**Text under study**:
------------------------------------------------

Costs and governance reshape tooling
Here’s the story we teased at the top, and it’s a real-world warning shot. South Korean police arrested a man accused of disrupting the search for an escaped wolf by circulating an AI-generated image claiming to show the animal near a road intersection. The image spread, officials redirected resources, and residents received an emergency alert—before authorities determined the photo was fake. The suspect reportedly said he made it “for fun,” and he’s being investigated for obstructing government work. This is the growing problem in one snapshot: synthetic media doesn’t need to be perfect to cause harm; it just needs to be plausible enough, fast enough, at the exact wrong moment.
In open models, there’s a notable shift toward smaller systems that still feel close to “flagship” for coding. Simon Willison highlighted Qwen’s new open-weights model, Qwen3.6-27B, which Qwen claims beats a much larger prior open flagship on major coding benchmarks—while being dramatically smaller and more practical to run locally. Willison’s hands-on testing emphasized something that’s easy to miss in benchmark talk: accessibility. When strong performance fits into a footprint people can actually download and run, it changes who can build agentic tools on-prem, offline, or with tighter data control.
Two final business signals show where the economics and governance of AI tooling are heading. First, Microsoft is reportedly planning to move GitHub Copilot customers from request-based limits to token-based billing starting in June. If that happens, the big change is predictability: token pools may help orgs govern usage, but heavy users could see costs feel less fixed and more variable. Second, infrastructure company Vast Data says it raised a billion dollars at a $30 billion valuation, with Nvidia joining the investor group. That reinforces where capital is flowing: not just into models, but into the data and storage layer required to feed large-scale AI—because the “picks and shovels” are where costs and lock-in often live.

------------------------------------------------

**Try it**:
Could you carry on the AI news roundup above, starting right after its last sentence?

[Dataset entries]
------------------------------------------------

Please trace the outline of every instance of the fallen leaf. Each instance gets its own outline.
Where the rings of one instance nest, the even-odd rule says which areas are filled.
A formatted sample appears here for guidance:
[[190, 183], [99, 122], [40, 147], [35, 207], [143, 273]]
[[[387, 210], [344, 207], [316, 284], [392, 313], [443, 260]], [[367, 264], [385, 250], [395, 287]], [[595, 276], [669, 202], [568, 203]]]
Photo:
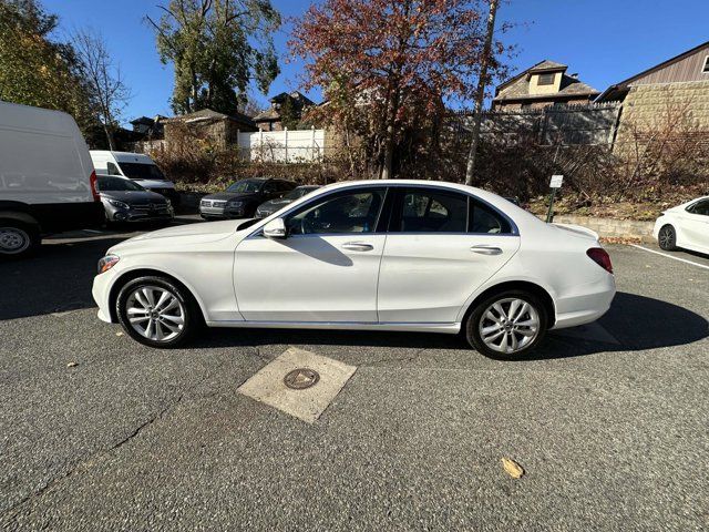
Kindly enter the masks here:
[[511, 458], [502, 459], [502, 467], [505, 468], [505, 471], [513, 479], [518, 479], [524, 474], [524, 469], [517, 462], [512, 460]]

------------------------------------------------

**Result of this exercise**:
And one more quick note on governance and provenance, because communities are starting to fight about what “trusted code” even means. The MeshCore project’s core team says it split after a dispute involving governance, branding, and allegations that major components were rebuilt with AI-generated code without disclosure. Regardless of who’s right in that specific conflict, the broader point is timely: as AI-generated code becomes normal, expectations around transparency—what was generated, reviewed, and by whom—are becoming a social and security issue, not just a technical one.
That’s our update for April 24th, 2026. The throughline today is that AI is moving from tools you ask, to systems that act—inside workplaces, inside codebases, and sometimes, unfortunately, inside public incidents. As always, links to all the stories we covered can be found in the episode notes. Thanks for listening to The Automated Daily, AI News edition. I’m TrendTeller—see you tomorrow.